=== Excerpted records ===
□ □ □

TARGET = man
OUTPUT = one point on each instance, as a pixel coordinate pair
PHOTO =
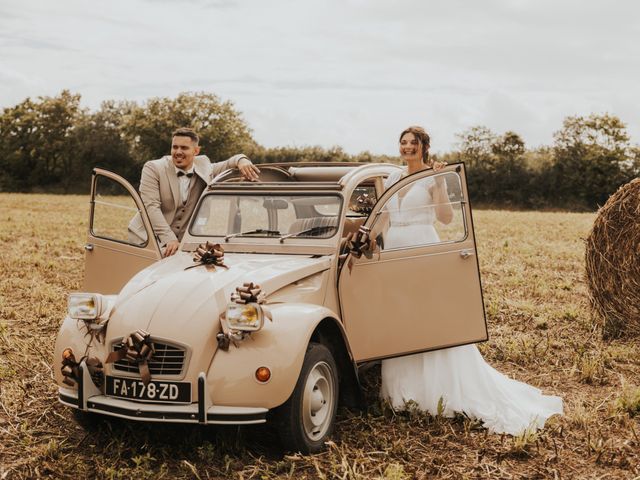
(171, 186)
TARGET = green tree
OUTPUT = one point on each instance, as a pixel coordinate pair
(99, 142)
(148, 127)
(37, 141)
(592, 158)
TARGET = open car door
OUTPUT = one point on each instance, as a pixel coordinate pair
(419, 290)
(120, 242)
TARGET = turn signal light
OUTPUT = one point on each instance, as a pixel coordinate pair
(263, 374)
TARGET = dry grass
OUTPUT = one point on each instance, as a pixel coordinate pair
(541, 332)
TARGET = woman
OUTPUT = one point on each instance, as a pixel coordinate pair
(455, 379)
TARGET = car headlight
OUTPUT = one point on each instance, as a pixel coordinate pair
(244, 317)
(84, 306)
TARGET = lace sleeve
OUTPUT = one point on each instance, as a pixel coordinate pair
(391, 179)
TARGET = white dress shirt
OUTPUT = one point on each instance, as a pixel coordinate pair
(185, 182)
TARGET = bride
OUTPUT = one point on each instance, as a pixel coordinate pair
(454, 379)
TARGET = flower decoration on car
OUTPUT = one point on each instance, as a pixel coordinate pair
(364, 204)
(244, 315)
(358, 244)
(209, 254)
(137, 348)
(248, 293)
(71, 369)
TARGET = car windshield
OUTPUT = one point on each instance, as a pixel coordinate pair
(268, 215)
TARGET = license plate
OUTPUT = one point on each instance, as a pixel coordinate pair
(154, 391)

□ □ □

Without carrying over any pictures, retype the records above exactly.

=== Reply to the task ===
TARGET = man
OUTPUT = one point on each instance, as a pixel coordinate pair
PHOTO =
(171, 186)
TARGET = green tree
OUTPUT = one point on each instance, as a pixel coordinate pair
(99, 142)
(148, 127)
(37, 141)
(592, 158)
TARGET = open car door
OUTPUT = one point on each instance, as a pixel coordinate pair
(419, 290)
(120, 242)
TARGET = turn signal light
OUTPUT = one point on each instance, as a pixel coordinate pair
(263, 374)
TARGET = dry grass
OUTPUT = one point on each instance, as a pixel coordinate pair
(541, 332)
TARGET = woman
OUTPUT = one point on each instance, as a pixel coordinate pair
(455, 379)
TARGET = car headlight
OUTPUT = one point on each instance, as a pixel coordinate pair
(244, 317)
(84, 306)
TARGET = lace sleeve
OUTPUT = one point on each instance, as a pixel coordinate pair
(391, 179)
TARGET = white dress shirt
OUTPUT = one point on each instance, as a pixel coordinate pair
(185, 182)
TARGET = bride
OUTPUT = one point on each instance, as a pixel coordinate pair
(454, 379)
TARGET = flower decoration on car
OUTPUT = one point on each instance, as a pixel coordinate pair
(364, 204)
(244, 315)
(358, 244)
(209, 254)
(137, 348)
(248, 293)
(71, 369)
TARGET = car windshield
OUTPUT = one point on each instance, as a pixel coordinate pair
(268, 215)
TARGET = license plate
OUTPUT = one point on each instance, as a pixel coordinate pair
(154, 391)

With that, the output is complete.